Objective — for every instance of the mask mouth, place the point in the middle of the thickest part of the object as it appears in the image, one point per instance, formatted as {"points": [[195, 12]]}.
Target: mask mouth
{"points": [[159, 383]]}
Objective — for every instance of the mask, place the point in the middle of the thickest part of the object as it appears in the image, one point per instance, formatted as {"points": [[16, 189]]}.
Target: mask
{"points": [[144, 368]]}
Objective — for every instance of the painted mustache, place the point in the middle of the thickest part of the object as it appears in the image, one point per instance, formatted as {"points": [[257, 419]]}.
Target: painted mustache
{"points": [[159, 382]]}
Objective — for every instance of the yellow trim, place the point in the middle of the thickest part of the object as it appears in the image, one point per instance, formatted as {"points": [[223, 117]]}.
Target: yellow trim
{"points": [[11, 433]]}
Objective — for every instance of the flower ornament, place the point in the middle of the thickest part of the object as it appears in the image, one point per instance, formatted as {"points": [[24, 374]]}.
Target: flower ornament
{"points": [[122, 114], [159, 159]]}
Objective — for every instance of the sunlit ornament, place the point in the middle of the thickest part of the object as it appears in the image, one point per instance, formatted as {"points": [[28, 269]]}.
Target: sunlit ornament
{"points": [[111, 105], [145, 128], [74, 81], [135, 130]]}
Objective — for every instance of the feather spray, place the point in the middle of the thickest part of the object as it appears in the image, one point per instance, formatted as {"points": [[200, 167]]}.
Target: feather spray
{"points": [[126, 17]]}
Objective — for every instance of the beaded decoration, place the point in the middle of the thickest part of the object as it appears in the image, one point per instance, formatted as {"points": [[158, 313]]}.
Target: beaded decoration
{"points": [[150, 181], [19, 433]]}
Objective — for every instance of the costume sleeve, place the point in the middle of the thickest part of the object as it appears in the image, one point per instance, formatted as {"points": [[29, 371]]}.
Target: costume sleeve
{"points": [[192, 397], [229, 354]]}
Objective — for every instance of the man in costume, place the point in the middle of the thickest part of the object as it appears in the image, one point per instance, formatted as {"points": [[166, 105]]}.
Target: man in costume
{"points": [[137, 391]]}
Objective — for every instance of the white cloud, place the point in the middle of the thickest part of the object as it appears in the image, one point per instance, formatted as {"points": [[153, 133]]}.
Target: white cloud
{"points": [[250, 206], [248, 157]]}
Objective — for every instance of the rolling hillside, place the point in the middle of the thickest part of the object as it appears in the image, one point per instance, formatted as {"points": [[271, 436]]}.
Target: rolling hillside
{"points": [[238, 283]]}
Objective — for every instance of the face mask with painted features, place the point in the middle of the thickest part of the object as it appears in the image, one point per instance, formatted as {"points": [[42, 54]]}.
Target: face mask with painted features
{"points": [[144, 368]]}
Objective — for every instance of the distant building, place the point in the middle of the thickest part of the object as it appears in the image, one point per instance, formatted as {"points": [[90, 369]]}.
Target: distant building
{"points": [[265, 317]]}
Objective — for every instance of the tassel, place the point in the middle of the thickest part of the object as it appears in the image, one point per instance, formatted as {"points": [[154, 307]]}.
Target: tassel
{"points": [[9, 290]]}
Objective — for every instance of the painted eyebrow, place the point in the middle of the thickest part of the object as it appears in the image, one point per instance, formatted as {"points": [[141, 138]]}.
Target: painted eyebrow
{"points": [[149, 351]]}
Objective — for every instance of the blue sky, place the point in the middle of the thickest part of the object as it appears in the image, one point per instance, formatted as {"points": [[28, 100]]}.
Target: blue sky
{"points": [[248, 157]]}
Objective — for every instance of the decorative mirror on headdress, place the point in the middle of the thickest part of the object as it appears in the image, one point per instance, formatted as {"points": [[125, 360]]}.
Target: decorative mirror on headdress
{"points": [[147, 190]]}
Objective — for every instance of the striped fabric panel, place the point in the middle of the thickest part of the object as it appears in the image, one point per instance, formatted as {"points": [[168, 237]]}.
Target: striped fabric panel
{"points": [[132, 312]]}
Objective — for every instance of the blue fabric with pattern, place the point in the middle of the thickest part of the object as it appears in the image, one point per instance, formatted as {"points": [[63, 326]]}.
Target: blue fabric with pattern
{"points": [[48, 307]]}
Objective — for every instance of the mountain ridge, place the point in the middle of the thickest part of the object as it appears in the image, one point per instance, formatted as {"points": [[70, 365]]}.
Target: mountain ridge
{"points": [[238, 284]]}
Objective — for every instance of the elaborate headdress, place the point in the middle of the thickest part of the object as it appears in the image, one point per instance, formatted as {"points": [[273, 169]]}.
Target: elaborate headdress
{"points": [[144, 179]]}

Problem requirements
Rewrite the entire listing above as a numbered list, dropping any blank lines.

Exercise result
1. Objective — for every instance of the mask mouth, place the point in the middle of the thickest part of the object as it appears in the image, one point per instance, formatted as {"points": [[195, 12]]}.
2. Target: mask mouth
3. {"points": [[159, 383]]}
4. Objective — for every instance of the mask, place the point in the middle of the thickest part of the object as it appears in the image, one point per instance, formatted as {"points": [[16, 189]]}.
5. Target: mask
6. {"points": [[144, 368]]}
7. Objective — for every instance of the painted mustache, place the point in the middle of the thickest part of the object as it appears in the image, one point per instance, formatted as {"points": [[257, 419]]}.
8. Target: painted mustache
9. {"points": [[159, 382]]}
10. Objective — for every instance of the yellow trim, place the point in the middle of the thickest part of the object as it appears in the image, one point per instance, formatted as {"points": [[223, 117]]}.
11. Target: yellow trim
12. {"points": [[11, 433]]}
13. Objective — for every instance of the flower ornament, place the point in the middle of the thickest part of the object as it appears in the image, one point per instance, formatted as {"points": [[24, 374]]}.
14. Target: flower ornament
15. {"points": [[122, 114], [159, 159]]}
16. Objective — for every instance of the sunlit ornament, place the point in the middle of the thickest part of the object as it appears in the image, one point per instance, formatted as {"points": [[28, 269]]}.
17. Target: sunlit ornament
18. {"points": [[111, 105], [145, 128], [74, 81], [135, 130]]}
19. Objective — for every instance of the feather spray, place the point in the middle of the thickest part of the object as it appears in the image, one point per instance, formatted as {"points": [[200, 167]]}.
20. Target: feather spray
21. {"points": [[126, 17]]}
22. Objective — for every instance of the beaded decoration, place the point in the middle of the thickest part of the object as it appears in the image, one point per instance, formatted as {"points": [[158, 313]]}.
23. Target: beaded decoration
24. {"points": [[150, 181], [19, 433]]}
25. Objective — for every instance of the costume sleeve, place the point in the middle of the thickest part of the object as it appears in the image, one point per instance, formatted as {"points": [[29, 371]]}.
26. Target: costume sleeve
27. {"points": [[192, 397], [229, 354]]}
28. Objective — for every instance of the man in costume, place the point in the middle of the thickest part of the object as it appears in the image, one point per instance, formatted as {"points": [[166, 105]]}.
29. Target: man in costume
30. {"points": [[137, 391]]}
31. Objective — for every instance of the white cloud, place the point in the middle of the thickest part of the object as it appears in the image, one point per instance, formatted as {"points": [[153, 133]]}.
32. Target: white cloud
33. {"points": [[250, 206], [248, 157]]}
34. Objective — for every instance of the rolling hillside, place the point in the middle of the thickest part of the object as it appears in the image, one point per instance, formatted as {"points": [[271, 436]]}.
35. Target: rolling hillside
36. {"points": [[238, 283]]}
37. Objective — for every instance of the face mask with painted features, place the point in the middle of the thickest part of the object as it appears in the image, one point per instance, formatted as {"points": [[42, 54]]}.
38. Target: face mask with painted features
39. {"points": [[144, 368]]}
40. Objective — for every instance of the distant building, place the point in the middle of the thickest part of the object as it appears in the image, one point per instance, formatted as {"points": [[90, 369]]}.
41. Target: distant building
42. {"points": [[265, 317]]}
43. Objective — for every instance of the tassel, place the point in the middle of the thickest part of the object as it appears in the image, one point per instance, formatted as {"points": [[154, 307]]}.
44. Target: tassel
45. {"points": [[9, 290]]}
46. Objective — for every instance of the painted eyebrow, place the point in the middle of the thickest part of the object as it appears in the image, one point per instance, formatted as {"points": [[141, 138]]}.
47. Target: painted eyebrow
48. {"points": [[149, 351]]}
49. Objective — for every instance of the blue sky, place the point in the middle of the thickest part of the object as it appears in the image, one point per instance, formatted as {"points": [[28, 100]]}.
50. Target: blue sky
51. {"points": [[248, 157]]}
52. Objective — for every instance of the decorative mirror on headdress, place the point in the middle of the thickest part of the object as it appears in the image, one point per instance, formatted as {"points": [[125, 360]]}.
53. Target: decorative mirror on headdress
54. {"points": [[147, 190]]}
55. Objective — for every instance of the striped fabric panel, place the point in the middle of the thickest part of the object as it appears in the image, one point per instance, formatted as {"points": [[168, 237]]}.
56. Target: striped fabric panel
57. {"points": [[132, 312]]}
58. Objective — for every instance of the blue fabric with pattern, place the point in the middle of the thickest part of the object as it appears in the image, one point per instance, formatted as {"points": [[63, 326]]}.
59. Target: blue fabric with pattern
60. {"points": [[48, 307]]}
61. Objective — for every instance of the mountain ridge, place the point in the middle of the thickest part of the object as it appears in the image, one point per instance, formatted as {"points": [[70, 365]]}.
62. Target: mountain ridge
63. {"points": [[238, 284]]}
64. Objective — for every instance of the elaborate headdress, place the point in the middle of the thickest part of the object as it appears in the image, one point per instance, formatted as {"points": [[273, 169]]}.
65. Target: elaborate headdress
66. {"points": [[144, 179]]}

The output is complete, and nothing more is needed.